→ **WHAT THIS EXERCISE ASKS**:
1. According to the issue thread about the Sword/Shield bridge crash, what is the essential issue behind the problem?
2. Write the next part of the issue thread about the Sword/Shield bridge crash, starting after its final comment.

Open mrhappyasthma opened 3 years ago

mrhappyasthma commented 3 years ago

Using the sword/shield bridge from the Switch Checkpoint transfers the data correctly. But trying to go to 'storage' after receiving the save is crashing.

Based on the change log, it looks like support up to v1.2 was added. Some work might need to be done after the latest updates.

Attached the Luma3DS crash log, in case it's helpful crash_dump.txt crash_dump_00000000.zip

piepie62 commented 3 years ago

This is a known problem with the SWSH bridge that needs a redesign of the bridge itself on both Checkpoint and PKSM's sides. The essential issue is that save sizes change between updates, which our current bridge system was never designed for. Thank you for the report, but yeah, already known

mrhappyasthma commented 3 years ago

Is it as simple as adding some kind of header data on the TCP connection specifying the incoming file size? Or is there significant amounts of work that needs to be done in addition to the size change?

(If it's not anything too unreasonable, I could take a stab at it. But I haven't touched these projects before so I'm coming in blind.)

Part of a data file:

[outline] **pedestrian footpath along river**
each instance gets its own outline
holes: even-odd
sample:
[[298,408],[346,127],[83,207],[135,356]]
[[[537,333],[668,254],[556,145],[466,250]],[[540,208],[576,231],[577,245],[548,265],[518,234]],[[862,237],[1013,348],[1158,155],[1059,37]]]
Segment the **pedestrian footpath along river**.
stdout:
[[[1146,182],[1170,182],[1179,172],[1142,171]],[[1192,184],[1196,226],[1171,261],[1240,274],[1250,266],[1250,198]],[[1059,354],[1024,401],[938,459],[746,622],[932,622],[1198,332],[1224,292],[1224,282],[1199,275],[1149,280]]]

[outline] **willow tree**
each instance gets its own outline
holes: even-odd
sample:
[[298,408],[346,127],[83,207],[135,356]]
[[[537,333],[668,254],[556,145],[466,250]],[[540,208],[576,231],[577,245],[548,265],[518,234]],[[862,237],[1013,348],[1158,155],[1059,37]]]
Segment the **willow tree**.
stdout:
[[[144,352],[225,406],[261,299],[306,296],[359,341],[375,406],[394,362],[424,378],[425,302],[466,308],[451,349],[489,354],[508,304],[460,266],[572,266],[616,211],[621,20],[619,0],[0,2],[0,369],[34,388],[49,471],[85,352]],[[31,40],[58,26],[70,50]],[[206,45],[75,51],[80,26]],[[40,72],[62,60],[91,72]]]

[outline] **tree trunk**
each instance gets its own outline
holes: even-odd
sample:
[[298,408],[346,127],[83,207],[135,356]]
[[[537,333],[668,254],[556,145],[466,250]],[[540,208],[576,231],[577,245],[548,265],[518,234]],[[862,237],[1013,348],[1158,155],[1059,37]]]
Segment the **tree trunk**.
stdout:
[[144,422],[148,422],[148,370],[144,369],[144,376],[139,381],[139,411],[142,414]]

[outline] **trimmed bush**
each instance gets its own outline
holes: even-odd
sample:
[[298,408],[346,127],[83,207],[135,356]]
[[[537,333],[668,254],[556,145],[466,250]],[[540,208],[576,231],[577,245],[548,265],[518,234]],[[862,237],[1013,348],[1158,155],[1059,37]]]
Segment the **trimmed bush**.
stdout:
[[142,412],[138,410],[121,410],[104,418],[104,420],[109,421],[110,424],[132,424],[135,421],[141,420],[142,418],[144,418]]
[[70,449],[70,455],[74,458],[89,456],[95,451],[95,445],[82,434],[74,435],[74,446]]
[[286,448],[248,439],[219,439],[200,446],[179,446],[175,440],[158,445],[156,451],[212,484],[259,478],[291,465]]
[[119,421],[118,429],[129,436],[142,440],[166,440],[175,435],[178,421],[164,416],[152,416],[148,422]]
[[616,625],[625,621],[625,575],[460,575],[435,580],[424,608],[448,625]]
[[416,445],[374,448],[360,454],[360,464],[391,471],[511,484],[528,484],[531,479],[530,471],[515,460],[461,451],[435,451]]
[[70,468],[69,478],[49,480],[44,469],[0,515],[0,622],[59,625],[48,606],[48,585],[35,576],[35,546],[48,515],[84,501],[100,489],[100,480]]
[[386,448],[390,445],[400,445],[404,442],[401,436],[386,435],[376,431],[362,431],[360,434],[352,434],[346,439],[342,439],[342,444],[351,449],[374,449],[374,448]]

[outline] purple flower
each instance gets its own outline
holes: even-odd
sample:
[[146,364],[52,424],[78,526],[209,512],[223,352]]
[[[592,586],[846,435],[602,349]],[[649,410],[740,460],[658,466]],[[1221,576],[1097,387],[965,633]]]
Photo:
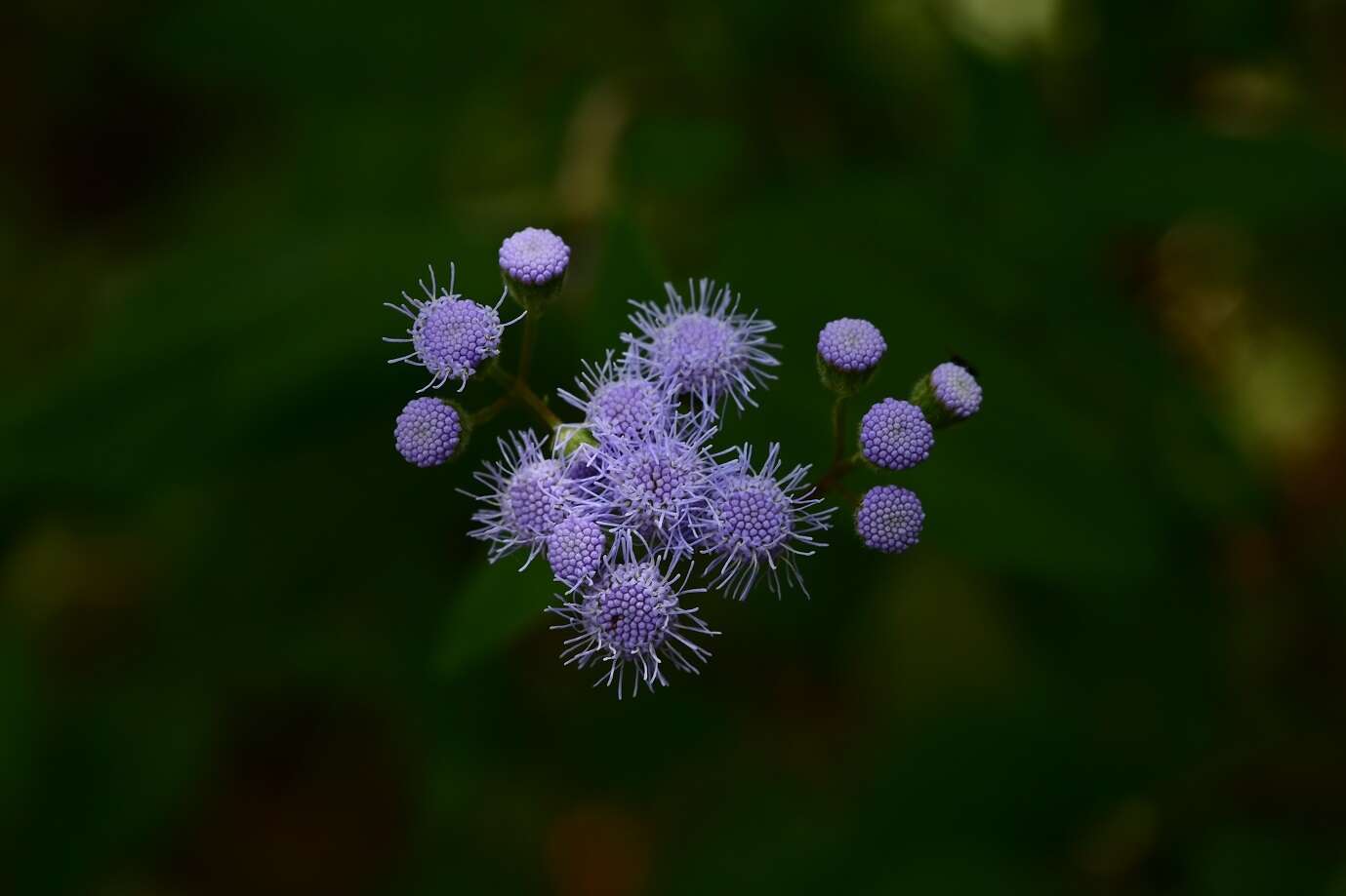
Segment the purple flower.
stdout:
[[[454,266],[450,265],[448,289],[440,291],[435,283],[435,269],[431,268],[429,283],[420,281],[421,291],[428,301],[412,299],[405,292],[402,299],[408,304],[394,305],[384,303],[393,311],[406,315],[412,320],[406,331],[406,339],[384,338],[384,342],[409,342],[413,351],[401,358],[393,358],[388,363],[406,362],[424,367],[429,371],[429,382],[420,389],[439,389],[450,379],[459,381],[459,391],[467,386],[467,378],[487,361],[499,354],[501,335],[505,327],[499,318],[499,303],[505,301],[501,295],[494,307],[482,305],[463,299],[454,292]],[[415,309],[415,311],[413,311]],[[518,318],[510,323],[516,323]]]
[[546,538],[546,562],[556,581],[571,591],[587,585],[603,562],[606,541],[592,519],[571,517],[557,523]]
[[642,441],[615,440],[595,452],[596,476],[586,505],[612,531],[612,550],[631,560],[635,548],[693,553],[708,515],[715,429],[704,417],[680,417],[672,432]]
[[879,328],[860,318],[833,320],[818,334],[818,357],[843,373],[870,373],[887,350]]
[[701,542],[712,554],[707,574],[713,588],[743,600],[765,573],[773,593],[781,593],[781,570],[786,584],[808,595],[797,557],[824,548],[814,533],[825,531],[833,509],[817,510],[821,499],[805,482],[808,467],[795,467],[777,479],[781,445],[767,449],[762,470],[752,470],[752,449],[742,447],[738,456],[723,464],[711,490],[711,519]]
[[412,398],[393,428],[397,452],[417,467],[437,467],[463,444],[458,409],[439,398]]
[[506,237],[499,252],[501,270],[511,280],[541,287],[565,273],[571,248],[551,230],[524,227]]
[[608,352],[602,365],[586,362],[576,377],[579,394],[559,390],[563,400],[584,413],[584,424],[600,441],[638,440],[668,429],[673,402],[654,382],[633,373]]
[[633,697],[641,683],[651,692],[656,685],[669,683],[664,663],[697,673],[696,663],[711,654],[690,639],[719,632],[707,628],[695,607],[680,604],[682,595],[705,591],[686,588],[685,583],[685,577],[678,580],[672,570],[665,573],[647,561],[608,568],[577,601],[549,608],[564,620],[555,628],[575,632],[565,640],[561,659],[577,669],[607,663],[596,683],[615,685],[618,698],[625,690],[627,667],[634,674]]
[[981,383],[966,367],[952,361],[930,371],[930,390],[940,405],[960,420],[981,408]]
[[501,460],[487,461],[485,471],[472,476],[486,494],[463,492],[485,505],[472,514],[479,527],[467,534],[493,542],[491,562],[526,549],[526,568],[556,526],[579,506],[586,480],[573,475],[572,461],[544,453],[532,432],[517,432],[510,441],[498,443]]
[[739,299],[715,281],[689,284],[692,299],[684,300],[665,284],[668,304],[657,307],[631,303],[631,323],[638,335],[623,334],[638,359],[641,371],[678,396],[690,396],[704,406],[734,401],[755,405],[751,393],[774,375],[767,367],[779,362],[767,352],[774,346],[766,334],[775,330],[756,312],[739,313]]
[[907,470],[930,456],[934,429],[909,401],[884,398],[860,420],[860,451],[883,470]]
[[921,541],[925,510],[915,492],[898,486],[876,486],[864,492],[855,511],[855,530],[865,548],[900,554]]

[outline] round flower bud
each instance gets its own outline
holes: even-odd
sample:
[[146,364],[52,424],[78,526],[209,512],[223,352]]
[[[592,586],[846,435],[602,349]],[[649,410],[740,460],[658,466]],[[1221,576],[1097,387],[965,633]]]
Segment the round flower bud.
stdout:
[[560,292],[571,248],[551,230],[524,227],[501,244],[499,262],[510,295],[532,308]]
[[634,696],[641,685],[668,685],[666,669],[696,673],[711,651],[693,638],[719,634],[681,604],[700,591],[654,561],[607,566],[579,599],[549,608],[563,620],[557,627],[573,632],[561,659],[579,669],[606,665],[599,683],[615,686],[618,697],[627,678]]
[[935,426],[966,420],[981,408],[981,383],[960,363],[946,361],[911,390],[911,401]]
[[474,476],[486,491],[471,495],[483,507],[472,514],[479,525],[467,534],[491,542],[491,562],[520,549],[532,562],[556,526],[573,515],[590,476],[575,459],[542,451],[528,431],[499,440],[499,447],[501,459]]
[[420,391],[439,389],[450,379],[458,379],[462,391],[467,386],[468,377],[499,354],[505,327],[522,318],[509,324],[501,323],[498,311],[501,301],[505,301],[503,292],[494,307],[463,299],[454,292],[455,273],[454,265],[450,265],[448,289],[444,289],[435,280],[435,269],[431,268],[429,285],[427,287],[424,280],[420,281],[420,288],[425,293],[424,300],[402,292],[404,304],[384,303],[412,322],[405,338],[384,336],[384,342],[412,346],[411,354],[393,358],[388,363],[424,367],[431,378]]
[[818,375],[822,385],[843,396],[860,391],[883,359],[888,343],[868,320],[841,318],[818,334]]
[[875,467],[915,467],[930,456],[933,445],[934,431],[911,402],[884,398],[860,420],[860,451]]
[[571,517],[556,525],[546,538],[546,562],[556,581],[575,589],[592,581],[603,562],[606,538],[592,519]]
[[864,546],[886,554],[900,554],[919,542],[923,525],[921,499],[898,486],[871,488],[855,511],[855,530]]
[[467,439],[458,408],[439,398],[412,398],[397,414],[397,453],[417,467],[437,467],[462,452]]

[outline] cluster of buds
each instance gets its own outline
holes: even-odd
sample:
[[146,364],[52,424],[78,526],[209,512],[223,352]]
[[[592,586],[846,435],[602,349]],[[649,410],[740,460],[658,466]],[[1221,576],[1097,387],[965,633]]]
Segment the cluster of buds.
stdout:
[[[886,350],[878,328],[837,320],[818,339],[818,370],[837,393],[839,455],[818,487],[809,467],[786,468],[781,445],[754,455],[751,445],[716,448],[721,416],[755,408],[754,393],[779,363],[769,342],[774,324],[742,308],[728,285],[665,284],[665,300],[633,301],[631,330],[602,361],[586,362],[575,389],[559,398],[577,420],[563,421],[528,383],[537,322],[557,301],[571,250],[549,230],[529,227],[503,241],[499,269],[505,289],[494,304],[464,299],[437,284],[433,270],[424,300],[402,293],[389,307],[411,324],[409,354],[394,358],[423,367],[439,390],[462,391],[478,375],[501,394],[467,413],[439,397],[413,398],[397,417],[397,451],[417,467],[458,457],[474,428],[510,405],[533,413],[544,435],[524,429],[498,439],[499,456],[475,474],[481,505],[474,538],[489,544],[494,562],[522,557],[522,568],[545,558],[559,585],[548,612],[567,634],[561,657],[577,667],[599,667],[599,683],[618,696],[666,685],[668,669],[696,673],[709,658],[705,640],[717,635],[688,605],[708,591],[746,600],[758,587],[781,595],[808,593],[800,561],[825,546],[835,509],[822,491],[840,486],[859,463],[840,452],[844,402],[874,377]],[[452,268],[451,268],[452,272]],[[521,307],[502,323],[506,296]],[[524,322],[516,373],[498,363],[505,328]],[[884,470],[905,470],[929,455],[933,426],[976,410],[980,387],[935,369],[913,401],[887,400],[861,424],[857,455]],[[962,370],[961,367],[958,370]],[[969,386],[970,383],[970,386]],[[973,397],[975,393],[975,397]],[[935,408],[945,410],[937,412]],[[871,548],[896,552],[921,530],[921,505],[911,492],[880,486],[856,511],[856,529]]]
[[[868,320],[841,318],[818,334],[818,375],[836,394],[836,453],[822,488],[840,487],[841,479],[861,465],[876,471],[915,467],[930,456],[935,429],[966,420],[981,408],[981,386],[972,370],[958,361],[942,363],[917,381],[909,401],[888,397],[871,405],[860,418],[859,447],[848,456],[847,401],[871,383],[887,350],[883,334]],[[886,554],[913,548],[923,526],[921,499],[900,486],[875,486],[855,509],[860,541]]]

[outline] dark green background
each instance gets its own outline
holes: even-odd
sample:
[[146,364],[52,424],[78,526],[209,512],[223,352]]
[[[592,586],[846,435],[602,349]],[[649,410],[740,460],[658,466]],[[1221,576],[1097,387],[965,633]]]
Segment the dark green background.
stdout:
[[[1341,3],[20,7],[0,889],[1346,892]],[[526,225],[540,390],[689,276],[790,463],[826,320],[874,398],[976,362],[921,546],[707,599],[653,697],[561,667],[380,343]]]

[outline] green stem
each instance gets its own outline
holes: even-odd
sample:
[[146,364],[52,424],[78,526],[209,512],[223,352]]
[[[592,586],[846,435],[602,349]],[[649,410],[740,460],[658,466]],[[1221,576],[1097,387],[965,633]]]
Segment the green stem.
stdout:
[[533,362],[533,346],[537,343],[537,319],[542,316],[541,311],[529,309],[524,316],[524,343],[518,350],[518,375],[516,379],[528,385],[528,369]]
[[832,465],[822,479],[818,480],[818,492],[828,492],[841,486],[841,479],[859,463],[860,452],[851,457],[845,456],[847,429],[845,429],[845,396],[837,396],[832,402],[832,437],[835,447],[832,451]]
[[832,467],[841,463],[845,456],[845,396],[837,396],[832,402],[832,439],[836,448],[832,452]]

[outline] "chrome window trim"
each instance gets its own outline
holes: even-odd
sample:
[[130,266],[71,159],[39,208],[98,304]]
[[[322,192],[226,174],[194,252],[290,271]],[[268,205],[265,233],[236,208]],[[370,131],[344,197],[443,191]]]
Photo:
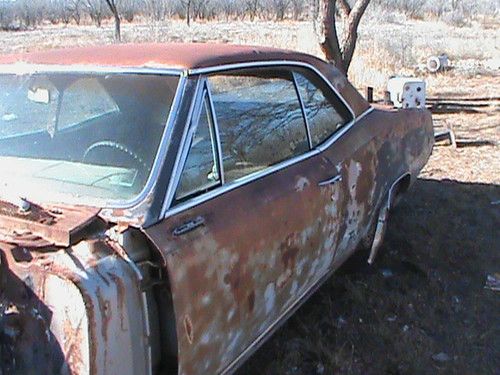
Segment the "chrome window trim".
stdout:
[[98,74],[153,74],[184,75],[183,69],[169,67],[120,67],[90,64],[31,64],[19,61],[12,64],[0,64],[0,74],[37,74],[37,73],[98,73]]
[[137,206],[144,201],[149,192],[155,186],[158,176],[160,175],[163,160],[168,151],[168,140],[173,132],[173,125],[177,117],[177,111],[184,96],[184,89],[187,82],[186,71],[180,69],[163,69],[163,68],[126,68],[126,67],[107,67],[94,65],[50,65],[50,64],[29,64],[29,63],[13,63],[0,64],[0,74],[35,74],[35,73],[97,73],[97,74],[136,74],[136,75],[152,75],[152,76],[178,76],[179,81],[172,101],[172,106],[168,113],[165,128],[161,136],[161,140],[156,151],[156,155],[151,167],[146,184],[143,189],[134,198],[125,201],[106,202],[102,208],[105,209],[127,209]]
[[309,150],[312,150],[312,138],[311,138],[311,130],[309,129],[309,119],[307,118],[306,107],[304,106],[304,101],[302,100],[302,95],[300,95],[299,84],[297,82],[297,77],[295,76],[295,72],[292,71],[293,85],[295,86],[295,93],[299,98],[300,110],[302,112],[302,117],[304,118],[304,124],[306,126],[306,134],[307,134],[307,142],[309,143]]
[[337,97],[340,99],[340,101],[346,106],[346,108],[349,110],[352,116],[352,120],[356,118],[356,114],[354,113],[353,109],[349,105],[349,103],[344,99],[344,97],[340,94],[340,92],[333,86],[333,84],[324,76],[323,73],[321,73],[318,68],[315,66],[302,62],[302,61],[293,61],[293,60],[269,60],[269,61],[252,61],[252,62],[246,62],[246,63],[236,63],[236,64],[226,64],[226,65],[219,65],[219,66],[211,66],[207,68],[196,68],[196,69],[188,69],[186,71],[186,74],[188,76],[191,75],[198,75],[198,74],[210,74],[210,73],[220,73],[223,71],[230,71],[230,70],[236,70],[236,69],[245,69],[245,68],[259,68],[259,67],[271,67],[271,66],[295,66],[295,67],[301,67],[305,69],[309,69],[316,73],[327,85],[330,87],[330,89],[337,95]]
[[354,124],[356,124],[358,121],[361,121],[364,117],[369,115],[373,111],[373,107],[368,108],[366,111],[364,111],[361,115],[359,115],[357,118],[351,120],[347,124],[345,124],[342,128],[340,128],[338,131],[333,133],[330,138],[327,138],[323,143],[320,143],[318,146],[316,146],[316,150],[319,150],[321,152],[325,151],[327,148],[329,148],[332,144],[334,144],[340,137],[342,137],[345,133],[349,131],[353,127]]
[[[172,204],[175,196],[175,190],[177,189],[177,185],[179,184],[180,176],[182,173],[182,169],[180,165],[184,167],[186,162],[187,154],[189,151],[189,147],[187,146],[187,139],[189,137],[189,131],[192,128],[193,116],[195,114],[195,110],[199,112],[201,110],[201,105],[203,105],[203,87],[204,87],[204,79],[198,79],[196,81],[196,88],[193,95],[193,100],[191,101],[191,105],[189,106],[189,113],[186,120],[186,125],[184,126],[182,132],[182,138],[179,143],[180,152],[177,152],[177,156],[175,157],[175,162],[172,168],[172,173],[170,175],[170,180],[167,186],[167,192],[165,193],[165,199],[163,200],[163,205],[161,208],[160,219],[163,217],[163,212],[166,211],[168,207]],[[191,134],[192,136],[192,134]]]
[[212,91],[210,90],[210,83],[207,79],[205,80],[205,90],[207,93],[208,104],[210,105],[212,125],[215,132],[215,141],[217,143],[217,160],[219,161],[220,180],[221,184],[224,185],[224,183],[226,182],[226,178],[224,177],[224,161],[222,160],[222,143],[220,141],[219,123],[217,122],[217,114],[215,113],[214,102],[212,101]]
[[171,207],[169,210],[167,210],[165,212],[164,215],[162,215],[162,217],[164,219],[166,219],[166,218],[173,216],[175,214],[178,214],[182,211],[186,211],[189,208],[198,206],[199,204],[204,203],[206,201],[209,201],[215,197],[218,197],[219,195],[225,194],[225,193],[227,193],[231,190],[234,190],[240,186],[246,185],[246,184],[253,182],[255,180],[258,180],[262,177],[265,177],[265,176],[268,176],[268,175],[273,174],[275,172],[278,172],[278,171],[285,169],[289,166],[292,166],[294,164],[300,163],[301,161],[309,159],[309,158],[316,156],[318,154],[319,154],[318,150],[311,150],[305,154],[295,156],[292,159],[288,159],[284,162],[278,163],[276,165],[273,165],[273,166],[268,167],[266,169],[263,169],[261,171],[257,171],[257,172],[248,174],[248,175],[241,177],[237,180],[234,180],[234,181],[229,182],[225,185],[222,185],[222,186],[220,186],[212,191],[209,191],[205,194],[194,197],[194,198],[190,199],[189,201],[186,201],[186,202],[181,203],[177,206]]

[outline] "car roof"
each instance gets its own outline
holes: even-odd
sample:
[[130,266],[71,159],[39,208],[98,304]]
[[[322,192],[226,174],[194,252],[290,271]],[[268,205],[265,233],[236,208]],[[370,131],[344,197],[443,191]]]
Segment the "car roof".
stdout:
[[261,61],[298,61],[316,67],[324,61],[303,53],[270,47],[215,43],[114,44],[0,55],[0,64],[86,65],[191,70]]

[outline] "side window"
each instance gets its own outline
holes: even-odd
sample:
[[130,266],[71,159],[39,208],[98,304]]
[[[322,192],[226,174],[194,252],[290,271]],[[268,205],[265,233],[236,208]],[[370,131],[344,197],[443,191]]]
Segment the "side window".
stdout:
[[300,70],[294,75],[304,103],[312,145],[316,147],[351,121],[352,115],[315,73]]
[[290,71],[240,70],[208,80],[225,181],[234,181],[309,150]]
[[59,129],[69,128],[118,110],[97,78],[82,78],[64,90],[58,126]]
[[204,193],[220,184],[216,140],[209,113],[205,97],[175,193],[176,201]]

→ **RESULTS FOR EACH TASK**:
1. Save sizes change between updates, and the current bridge system was never designed for that.

2.
piepie62 commented 3 years ago

That would be the general idea, yeah; I'd also want the port to change in order to prevent improper format misreading, and probably a bit of versioning info. If you'd like to take a shot, be my guest; I hate networking code with a burning passion so it would be very appreciated

mrhappyasthma commented 3 years ago

Just updating the save file size 'works'. Although all of the sprites for the SWSH pokemon show as an egg. (Assuming this worked before, perhaps its some issue with data offsets?)

But yeah, I can try to take a stab at rewriting/improving some of the networking logic for this.

piepie62 commented 3 years ago

So, updating the save file size "works", yes, but a major problem with that is that there are several valid SWSH save file sizes, based off of the order/amount of updates taken. As for sprites, that's normal; we don't have properly sized G8 sprites so I haven't built a sheet that includes any yet.

mrhappyasthma commented 3 years ago

Ah okay. Well if sprites are an external issue, looks like we just need to update the t3x file.

Adding support for versioning and sending/receiving files (with dynamic size) is definitely something I can look into it.

piepie62 commented 3 years ago

Yeah, sprites are just mostly a "I don't do graphic design well, so trying to shrink the sprites and not have them look like ass is a bad thing to assign to me" thing. Same main thing a PKSM Switch version is stuck on, really.

mrhappyasthma commented 3 years ago

I can't help much with the assets, but i can take a look at the current TCP communication and try to whip up a reasonable protocol to make it a bit more robust to change and compliant with dynamic file sizes

piepie62 commented 3 years ago

Yep, and thank you for that; was just explaining why it wasn't quite as simple as just updating the spritesheets

mrhappyasthma commented 3 years ago

So I was thinking something like this. Let me know if anyone has suggestions or concerns.

I tried to keep it fairly basic, while still allowing for some flexibility to add more error codes or upgrading protocol versions in the future.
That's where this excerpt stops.